■ Your objective ■
In the notebook below, explain in one to three sentences why the fallback branch sets z_target to `z0 + 0*s_file['DDG-AA-ShotCntrl shot #']` rather than to z0 alone.

■ Text ■
# Overview

This notebook shows how to extract the relevant dataset (target position, GVD, TOD, number of accelerated ions between 5 and 20 MeV) from the raw BELLA data, stored at NERSC under `/global/cfs/cdirs/m3239/ip2data/bella_pw_data/`.

This notebook should be run at NERSC, in order to have access to the relevant data.

In [None]:
import pandas as pd
import matplotlib.pyplot as plt
import numpy as np
import tqdm
import re
import torch 
from uspas_ml.utils import transformer
import 

# Functions to extract data

In [None]:
def extract_df( scan_number ):
    """
    Extract the dataset (target position, GVD, TOD, number of accelerated ions) from the raw BELLA data, for a given scan.

    Parameters
    ----------
    scan_number : int
        The identification number of the scan to extract.

    Returns
    -------
    pd.DataFrame
        The dataset extracted from the raw data, with one row per shot of the scan.
    """

    # Open s file: records input parameters for each shot of the scan
    date = "03-Mar/24_0328"
    path = "/global/cfs/cdirs/m3239/ip2data/bella_pw_data/PW/Y2024"
    s_file_location = f"{path}/{date}/analysis/s{scan_number}.txt"
    s_file = pd.read_csv(s_file_location, sep='\t')

    # Extract z position
    laser_focus_position = 12 # mm
    if 'IP2-TC-ESP5 Position.Axis 2 Alias:Preplasma Z (MFA)' in s_file:
        z_target = s_file['IP2-TC-ESP5 Position.Axis 2 Alias:Preplasma Z (MFA)']
    else:
        print('Scan %d: z location not found ; reading it in the ECS Live dumps' %scan_number)
        file_path = f"/global/cfs/cdirs/m3239/ip2data/bella_pw_data/PW/Y2024/{date}/ECS Live dumps/Scan{scan_number}.txt"
        device_name = 'IP2-TC-ESP5'
        property_name = 'Position.Axis 2'
        z0 = extract_device_property(file_path, device_name, property_name)
        print('Found: %.3f' %z0)
        z_target = z0 + 0*s_file['DDG-AA-ShotCntrl shot #'] # make array of the same length
    # Motors are in mm. Here we convert to meters.
    z_target = (z_target - laser_focus_position)*1e-3

    # Extract TOD (third-order dispersion)
    if 'DAZZLER-LT-3rdorder value1' in s_file:
        tod = s_file['DAZZLER-LT-3rdorder value1']*(1.e-15)**3 # in fs^3. Here we convert to seconds.

■ Given information ■
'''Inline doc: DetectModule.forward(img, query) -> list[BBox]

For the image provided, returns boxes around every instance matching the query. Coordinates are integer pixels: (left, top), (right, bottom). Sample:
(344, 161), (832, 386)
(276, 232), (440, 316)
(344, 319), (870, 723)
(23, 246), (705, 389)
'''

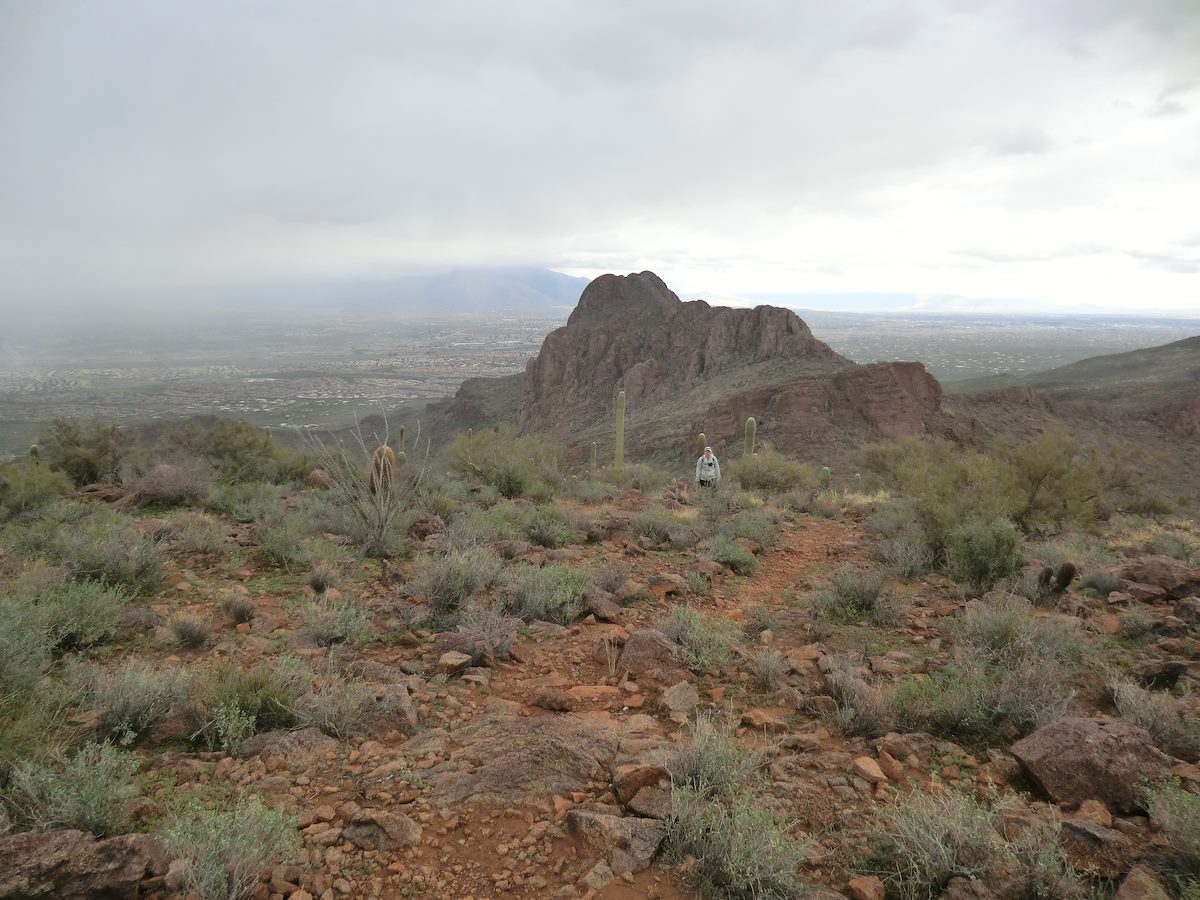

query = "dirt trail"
(716, 518), (866, 611)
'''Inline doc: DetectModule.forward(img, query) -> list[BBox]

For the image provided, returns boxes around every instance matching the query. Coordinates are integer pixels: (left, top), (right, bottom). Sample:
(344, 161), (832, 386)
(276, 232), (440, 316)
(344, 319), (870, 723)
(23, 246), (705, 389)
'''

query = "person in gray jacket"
(696, 446), (721, 487)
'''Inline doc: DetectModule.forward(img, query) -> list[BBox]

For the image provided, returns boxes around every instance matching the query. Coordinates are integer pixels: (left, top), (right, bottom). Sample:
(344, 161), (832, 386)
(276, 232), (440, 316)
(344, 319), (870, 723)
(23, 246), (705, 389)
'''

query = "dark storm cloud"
(0, 0), (1200, 302)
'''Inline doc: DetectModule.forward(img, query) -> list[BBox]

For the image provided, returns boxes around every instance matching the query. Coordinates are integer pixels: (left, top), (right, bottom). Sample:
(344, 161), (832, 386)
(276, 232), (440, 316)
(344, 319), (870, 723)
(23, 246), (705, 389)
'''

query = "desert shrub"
(162, 797), (300, 900)
(742, 604), (780, 638)
(37, 418), (128, 486)
(728, 444), (817, 493)
(592, 559), (629, 594)
(661, 713), (763, 800)
(84, 659), (187, 746)
(946, 522), (1024, 590)
(0, 460), (71, 522)
(413, 547), (504, 617)
(526, 509), (581, 548)
(1146, 781), (1200, 875)
(204, 481), (283, 522)
(449, 425), (563, 498)
(728, 510), (775, 546)
(47, 510), (166, 592)
(746, 648), (792, 690)
(664, 787), (809, 900)
(160, 419), (312, 482)
(295, 671), (377, 740)
(185, 656), (312, 749)
(862, 791), (1032, 900)
(166, 512), (226, 554)
(709, 538), (758, 575)
(124, 455), (214, 506)
(167, 616), (212, 650)
(8, 744), (138, 836)
(296, 594), (371, 647)
(1109, 678), (1200, 762)
(1118, 606), (1158, 638)
(221, 594), (256, 625)
(629, 506), (680, 544)
(871, 530), (937, 578)
(658, 606), (737, 672)
(504, 565), (589, 625)
(31, 578), (130, 648)
(685, 572), (713, 596)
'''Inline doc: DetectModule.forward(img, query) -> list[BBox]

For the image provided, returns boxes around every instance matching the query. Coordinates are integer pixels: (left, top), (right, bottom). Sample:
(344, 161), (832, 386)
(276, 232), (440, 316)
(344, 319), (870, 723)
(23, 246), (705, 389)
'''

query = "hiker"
(696, 446), (721, 487)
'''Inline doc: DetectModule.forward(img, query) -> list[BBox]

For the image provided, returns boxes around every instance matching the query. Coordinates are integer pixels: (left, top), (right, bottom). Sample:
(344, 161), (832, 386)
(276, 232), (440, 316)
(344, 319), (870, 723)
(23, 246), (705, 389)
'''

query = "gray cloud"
(0, 0), (1200, 304)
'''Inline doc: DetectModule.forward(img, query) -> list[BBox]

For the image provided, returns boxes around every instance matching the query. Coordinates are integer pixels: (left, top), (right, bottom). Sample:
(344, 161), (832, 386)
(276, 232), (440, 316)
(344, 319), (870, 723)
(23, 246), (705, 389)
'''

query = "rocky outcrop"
(450, 272), (942, 451)
(0, 832), (167, 900)
(1013, 718), (1171, 812)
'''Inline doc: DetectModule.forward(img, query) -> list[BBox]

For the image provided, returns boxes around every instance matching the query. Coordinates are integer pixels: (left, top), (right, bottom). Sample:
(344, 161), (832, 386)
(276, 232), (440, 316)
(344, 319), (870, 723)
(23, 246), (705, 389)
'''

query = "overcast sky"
(0, 0), (1200, 314)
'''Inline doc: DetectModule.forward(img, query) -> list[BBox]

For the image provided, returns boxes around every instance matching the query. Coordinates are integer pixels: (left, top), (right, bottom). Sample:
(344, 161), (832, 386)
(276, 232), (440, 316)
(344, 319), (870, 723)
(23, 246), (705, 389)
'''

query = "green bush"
(862, 791), (1081, 900)
(84, 659), (187, 746)
(413, 547), (504, 617)
(10, 744), (138, 836)
(709, 538), (758, 575)
(946, 522), (1025, 590)
(298, 594), (371, 647)
(162, 797), (300, 900)
(160, 419), (312, 482)
(0, 460), (71, 522)
(1146, 781), (1200, 875)
(526, 509), (581, 548)
(728, 444), (817, 493)
(37, 418), (128, 486)
(664, 786), (809, 900)
(450, 425), (563, 499)
(658, 606), (738, 672)
(504, 565), (589, 625)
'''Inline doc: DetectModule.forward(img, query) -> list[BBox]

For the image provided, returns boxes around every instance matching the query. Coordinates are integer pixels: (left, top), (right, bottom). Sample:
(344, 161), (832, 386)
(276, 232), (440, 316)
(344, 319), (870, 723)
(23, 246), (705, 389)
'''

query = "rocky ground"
(0, 475), (1200, 900)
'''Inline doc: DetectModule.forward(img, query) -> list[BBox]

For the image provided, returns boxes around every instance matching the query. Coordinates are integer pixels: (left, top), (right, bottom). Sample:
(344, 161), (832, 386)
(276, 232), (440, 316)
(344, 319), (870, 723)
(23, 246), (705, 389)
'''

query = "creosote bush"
(162, 797), (300, 900)
(658, 606), (738, 672)
(8, 744), (138, 836)
(504, 565), (589, 625)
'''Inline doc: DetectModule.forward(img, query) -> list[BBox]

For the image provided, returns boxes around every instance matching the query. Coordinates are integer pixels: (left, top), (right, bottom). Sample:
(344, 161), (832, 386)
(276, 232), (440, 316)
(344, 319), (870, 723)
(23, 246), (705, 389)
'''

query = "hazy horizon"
(0, 0), (1200, 314)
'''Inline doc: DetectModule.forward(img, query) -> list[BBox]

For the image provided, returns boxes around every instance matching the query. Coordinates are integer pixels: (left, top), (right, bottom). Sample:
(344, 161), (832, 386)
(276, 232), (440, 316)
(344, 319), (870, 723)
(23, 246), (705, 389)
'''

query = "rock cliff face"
(451, 272), (942, 452)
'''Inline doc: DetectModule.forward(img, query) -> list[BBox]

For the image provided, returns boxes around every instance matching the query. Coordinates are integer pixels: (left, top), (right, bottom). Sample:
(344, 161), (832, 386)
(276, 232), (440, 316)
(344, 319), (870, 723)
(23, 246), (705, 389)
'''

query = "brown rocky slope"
(450, 272), (942, 454)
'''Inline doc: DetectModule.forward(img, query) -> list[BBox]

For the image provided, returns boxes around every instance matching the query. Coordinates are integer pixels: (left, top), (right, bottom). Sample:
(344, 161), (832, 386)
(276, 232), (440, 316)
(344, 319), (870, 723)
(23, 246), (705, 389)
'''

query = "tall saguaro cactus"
(612, 391), (625, 469)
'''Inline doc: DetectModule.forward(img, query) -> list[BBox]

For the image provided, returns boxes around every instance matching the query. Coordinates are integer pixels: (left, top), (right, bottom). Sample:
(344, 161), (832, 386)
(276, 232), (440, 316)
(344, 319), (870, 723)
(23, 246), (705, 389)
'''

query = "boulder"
(1013, 718), (1172, 812)
(1118, 556), (1200, 600)
(430, 713), (618, 806)
(0, 830), (168, 900)
(566, 809), (667, 876)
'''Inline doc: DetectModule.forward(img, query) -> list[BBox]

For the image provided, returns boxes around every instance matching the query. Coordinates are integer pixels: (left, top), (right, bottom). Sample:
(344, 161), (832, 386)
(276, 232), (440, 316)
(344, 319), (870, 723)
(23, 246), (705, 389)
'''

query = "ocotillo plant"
(612, 391), (625, 469)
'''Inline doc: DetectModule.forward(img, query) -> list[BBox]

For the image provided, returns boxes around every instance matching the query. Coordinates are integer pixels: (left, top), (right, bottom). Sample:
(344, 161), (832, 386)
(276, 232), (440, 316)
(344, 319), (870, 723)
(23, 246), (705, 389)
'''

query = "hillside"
(448, 272), (941, 457)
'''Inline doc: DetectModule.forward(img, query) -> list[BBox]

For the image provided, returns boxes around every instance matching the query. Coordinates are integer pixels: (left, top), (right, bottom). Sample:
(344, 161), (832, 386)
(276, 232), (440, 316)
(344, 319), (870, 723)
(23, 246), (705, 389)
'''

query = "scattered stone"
(1013, 718), (1172, 812)
(0, 830), (169, 900)
(566, 809), (667, 875)
(659, 682), (700, 715)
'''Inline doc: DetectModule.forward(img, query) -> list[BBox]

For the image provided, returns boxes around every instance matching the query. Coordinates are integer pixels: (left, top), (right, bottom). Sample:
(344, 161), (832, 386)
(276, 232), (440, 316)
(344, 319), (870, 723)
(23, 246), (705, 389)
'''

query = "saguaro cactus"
(612, 391), (625, 469)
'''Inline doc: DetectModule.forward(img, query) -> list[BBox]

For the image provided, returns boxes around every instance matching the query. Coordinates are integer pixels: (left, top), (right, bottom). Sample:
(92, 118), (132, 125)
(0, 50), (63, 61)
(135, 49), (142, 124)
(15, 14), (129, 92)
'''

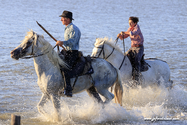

■ Problem solution ■
When the s file lacks the z column, the code reads a single z position, z0, from the ECS Live dumps. Adding zero times the shot-number column turns that one value into an array the same length as the scan's shot records, as the code comment states ("make array of the same length").